阅读文本 -

━━━━━━━━━━━━━━━━━━━━

2024-10-29/专业文章/ 李露  

摘要:

不具有“涉外因素”的争议约定由境外机构管辖的仲裁条款,因可能有损我国司法主权,在当前司法实践中,原则上以违反我国公共政策为由,无法在境内法院得到承认与执行。随着党的二十届三中全会对加强涉外法治建设、健全国际商事仲裁制度作出重要决定部署。人民法院在涉及特定区域的案件中,对涉外因素的认定有逐渐扩大与宽松的趋势。特别是,从近年法院司法观点的演进可以看出,在认定中国主体之间涉外仲裁协议效力的司法理念逐渐积极和开放。

一、不具有“涉外因素”的争议不能约定境外仲裁

不具有“涉外因素”的争议约定由境外机构管辖的仲裁条款,因可能有损我国司法主权,在当前司法实践中,原则上以违反我国公共政策为由,无法在境内法院得到承认与执行。

具体法律依据包括:

  •  《民事诉讼法》第二百七十八条规定,“涉外经济贸易、运输和海事中发生的纠纷,当事人在合同中订有仲裁条款或者事后达成书面仲裁协议,提交中华人民共和国涉外仲裁机构或者其他仲裁机构仲裁的,当事人不得向人民法院起诉。”

━━━━━━━━━━━━━━━━━━━━

输入数据 -
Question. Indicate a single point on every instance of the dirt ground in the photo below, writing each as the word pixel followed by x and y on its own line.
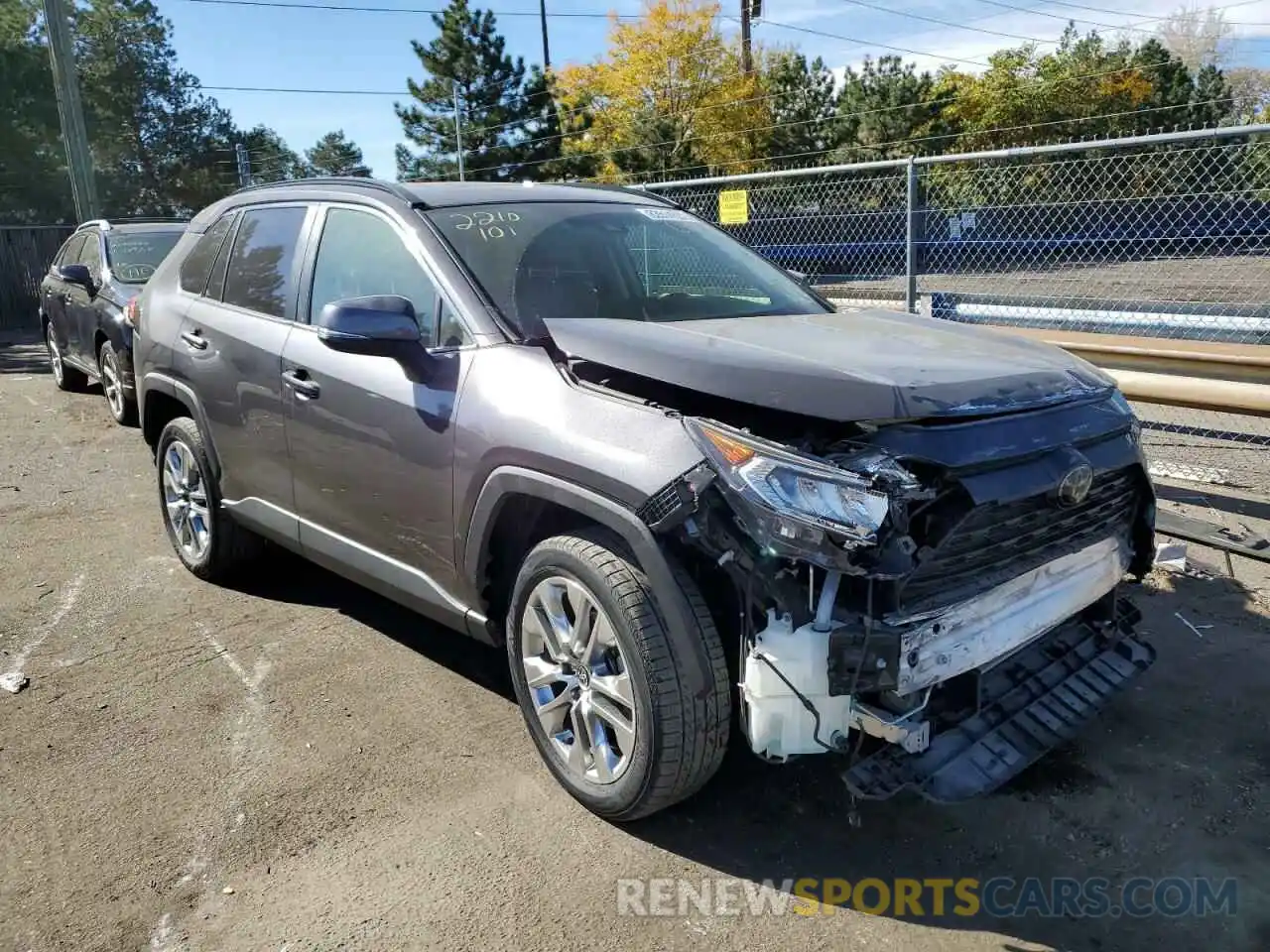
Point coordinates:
pixel 303 766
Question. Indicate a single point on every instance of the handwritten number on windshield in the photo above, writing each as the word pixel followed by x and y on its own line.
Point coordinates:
pixel 490 225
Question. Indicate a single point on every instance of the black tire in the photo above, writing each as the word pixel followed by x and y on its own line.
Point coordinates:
pixel 64 376
pixel 126 413
pixel 681 739
pixel 231 547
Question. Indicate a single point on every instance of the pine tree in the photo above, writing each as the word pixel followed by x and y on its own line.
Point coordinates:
pixel 802 108
pixel 334 154
pixel 495 114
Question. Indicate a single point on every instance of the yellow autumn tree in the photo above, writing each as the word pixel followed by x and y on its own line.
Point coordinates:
pixel 668 96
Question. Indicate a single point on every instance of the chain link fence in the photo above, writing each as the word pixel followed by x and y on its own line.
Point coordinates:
pixel 1155 236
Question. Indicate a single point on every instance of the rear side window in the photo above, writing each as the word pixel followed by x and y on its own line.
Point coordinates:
pixel 261 275
pixel 198 263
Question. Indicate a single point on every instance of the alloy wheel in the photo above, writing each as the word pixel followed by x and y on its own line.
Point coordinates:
pixel 578 679
pixel 186 500
pixel 111 382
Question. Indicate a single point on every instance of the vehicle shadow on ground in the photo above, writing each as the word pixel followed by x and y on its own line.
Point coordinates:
pixel 22 353
pixel 299 581
pixel 1171 779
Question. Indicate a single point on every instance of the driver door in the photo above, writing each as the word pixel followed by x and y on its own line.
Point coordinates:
pixel 370 436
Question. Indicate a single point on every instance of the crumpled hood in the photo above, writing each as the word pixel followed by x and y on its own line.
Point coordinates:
pixel 865 365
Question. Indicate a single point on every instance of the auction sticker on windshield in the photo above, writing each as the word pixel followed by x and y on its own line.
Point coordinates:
pixel 665 214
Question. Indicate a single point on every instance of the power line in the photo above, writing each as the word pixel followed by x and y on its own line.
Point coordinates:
pixel 835 117
pixel 873 148
pixel 416 10
pixel 1133 26
pixel 879 146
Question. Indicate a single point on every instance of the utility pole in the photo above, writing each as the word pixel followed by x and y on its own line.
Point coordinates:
pixel 244 164
pixel 70 111
pixel 458 134
pixel 547 51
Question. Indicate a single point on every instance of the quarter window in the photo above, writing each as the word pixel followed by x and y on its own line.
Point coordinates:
pixel 70 250
pixel 198 263
pixel 262 262
pixel 91 254
pixel 361 255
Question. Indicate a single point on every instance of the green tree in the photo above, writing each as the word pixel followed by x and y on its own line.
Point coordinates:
pixel 802 102
pixel 159 144
pixel 885 105
pixel 271 159
pixel 33 182
pixel 495 113
pixel 334 154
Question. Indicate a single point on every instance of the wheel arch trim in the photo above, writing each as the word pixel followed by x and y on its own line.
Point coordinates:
pixel 163 384
pixel 689 652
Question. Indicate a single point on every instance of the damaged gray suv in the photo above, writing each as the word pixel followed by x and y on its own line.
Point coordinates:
pixel 689 497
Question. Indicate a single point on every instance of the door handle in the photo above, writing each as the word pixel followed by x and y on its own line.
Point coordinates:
pixel 193 339
pixel 304 388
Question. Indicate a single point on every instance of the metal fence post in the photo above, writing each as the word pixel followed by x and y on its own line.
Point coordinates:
pixel 911 239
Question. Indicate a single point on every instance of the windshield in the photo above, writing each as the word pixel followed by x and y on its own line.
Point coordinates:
pixel 543 261
pixel 134 257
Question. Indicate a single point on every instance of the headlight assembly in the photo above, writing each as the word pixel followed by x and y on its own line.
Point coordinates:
pixel 794 499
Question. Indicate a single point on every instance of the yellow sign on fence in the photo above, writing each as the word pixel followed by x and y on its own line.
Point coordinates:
pixel 734 207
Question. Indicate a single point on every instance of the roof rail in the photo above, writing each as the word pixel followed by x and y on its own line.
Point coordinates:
pixel 104 223
pixel 391 188
pixel 626 189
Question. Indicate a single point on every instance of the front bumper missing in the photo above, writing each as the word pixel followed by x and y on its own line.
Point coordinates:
pixel 1030 703
pixel 982 630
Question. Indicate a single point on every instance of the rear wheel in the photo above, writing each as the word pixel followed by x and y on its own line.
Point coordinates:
pixel 204 537
pixel 64 376
pixel 595 676
pixel 123 411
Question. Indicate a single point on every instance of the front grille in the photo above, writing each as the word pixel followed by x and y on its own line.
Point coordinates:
pixel 997 542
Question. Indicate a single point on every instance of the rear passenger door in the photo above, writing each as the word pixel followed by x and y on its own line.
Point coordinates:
pixel 230 345
pixel 58 293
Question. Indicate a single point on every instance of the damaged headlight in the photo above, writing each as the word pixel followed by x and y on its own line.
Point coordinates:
pixel 803 498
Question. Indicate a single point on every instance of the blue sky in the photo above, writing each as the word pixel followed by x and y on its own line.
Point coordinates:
pixel 330 50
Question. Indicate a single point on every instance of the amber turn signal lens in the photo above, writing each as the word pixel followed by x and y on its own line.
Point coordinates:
pixel 730 449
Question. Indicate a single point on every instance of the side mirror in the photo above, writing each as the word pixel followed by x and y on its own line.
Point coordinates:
pixel 75 275
pixel 380 325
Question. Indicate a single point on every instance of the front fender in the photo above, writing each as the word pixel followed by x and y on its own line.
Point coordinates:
pixel 689 652
pixel 162 384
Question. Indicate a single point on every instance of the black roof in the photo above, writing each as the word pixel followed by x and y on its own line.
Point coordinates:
pixel 445 194
pixel 425 194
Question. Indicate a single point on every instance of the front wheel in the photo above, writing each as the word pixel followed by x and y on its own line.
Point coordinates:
pixel 204 537
pixel 595 676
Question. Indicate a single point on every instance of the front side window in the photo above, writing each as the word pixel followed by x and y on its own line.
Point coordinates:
pixel 261 273
pixel 541 261
pixel 361 255
pixel 91 254
pixel 198 263
pixel 135 255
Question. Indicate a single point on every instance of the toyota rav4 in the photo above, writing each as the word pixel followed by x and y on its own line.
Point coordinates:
pixel 686 495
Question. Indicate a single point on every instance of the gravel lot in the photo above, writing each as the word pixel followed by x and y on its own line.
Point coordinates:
pixel 303 766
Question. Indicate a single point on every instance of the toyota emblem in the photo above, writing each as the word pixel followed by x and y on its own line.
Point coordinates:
pixel 1076 485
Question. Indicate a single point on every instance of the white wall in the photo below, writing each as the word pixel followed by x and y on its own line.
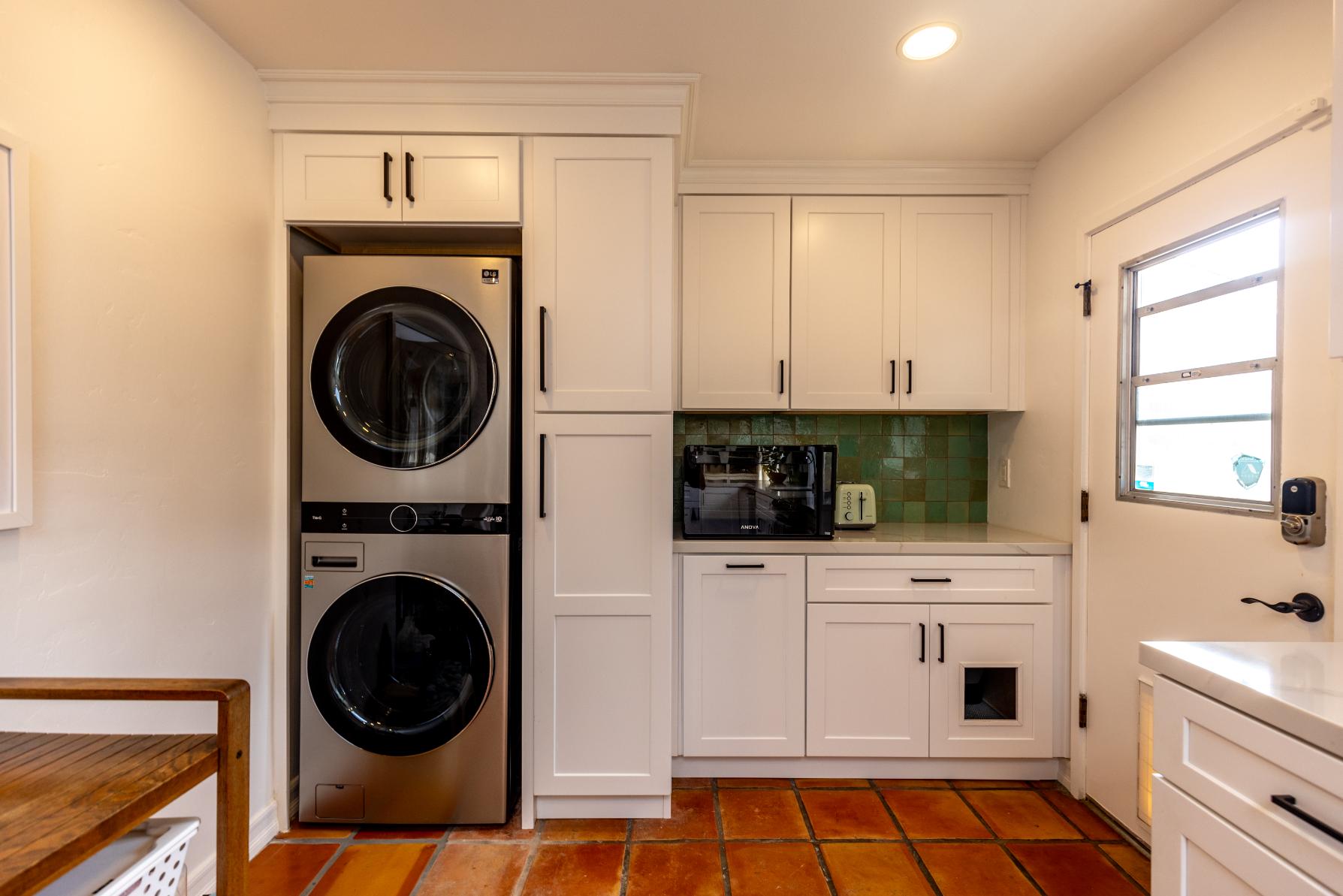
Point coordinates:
pixel 152 367
pixel 1249 66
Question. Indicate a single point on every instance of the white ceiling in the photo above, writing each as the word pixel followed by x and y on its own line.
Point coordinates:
pixel 782 80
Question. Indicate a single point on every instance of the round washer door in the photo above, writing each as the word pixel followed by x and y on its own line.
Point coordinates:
pixel 400 664
pixel 403 378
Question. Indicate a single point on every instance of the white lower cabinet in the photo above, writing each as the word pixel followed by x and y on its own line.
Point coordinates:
pixel 744 628
pixel 867 680
pixel 991 684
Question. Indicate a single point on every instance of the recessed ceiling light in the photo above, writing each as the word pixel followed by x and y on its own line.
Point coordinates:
pixel 928 42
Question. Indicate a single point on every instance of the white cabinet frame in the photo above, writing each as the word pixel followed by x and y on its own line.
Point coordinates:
pixel 15 337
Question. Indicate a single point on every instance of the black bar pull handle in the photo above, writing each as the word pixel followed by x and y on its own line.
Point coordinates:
pixel 1288 804
pixel 540 490
pixel 542 364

━━━━━━━━━━━━━━━━━━━━

练习任务 -
1. 阅读文本列出的具体法律依据中,引用的是《民事诉讼法》第几条?
2. 把数据行从第一行起,到含有“pixel 495 114”的那一行为止(包括这一行),整理成JSON字符串列表,每行一项,空行略去。图片不要放进答案。

参考答案 -
1. 第二百七十八条。

2.
[
  "Question. Indicate a single point on every instance of the dirt ground in the photo below, writing each as the word pixel followed by x and y on its own line.",
  "Point coordinates:",
  "pixel 303 766",
  "Question. Indicate a single point on every instance of the handwritten number on windshield in the photo above, writing each as the word pixel followed by x and y on its own line.",
  "Point coordinates:",
  "pixel 490 225",
  "Question. Indicate a single point on every instance of the black tire in the photo above, writing each as the word pixel followed by x and y on its own line.",
  "Point coordinates:",
  "pixel 64 376",
  "pixel 126 413",
  "pixel 681 739",
  "pixel 231 547",
  "Question. Indicate a single point on every instance of the pine tree in the photo above, writing each as the word pixel followed by x and y on its own line.",
  "Point coordinates:",
  "pixel 802 108",
  "pixel 334 154",
  "pixel 495 114"
]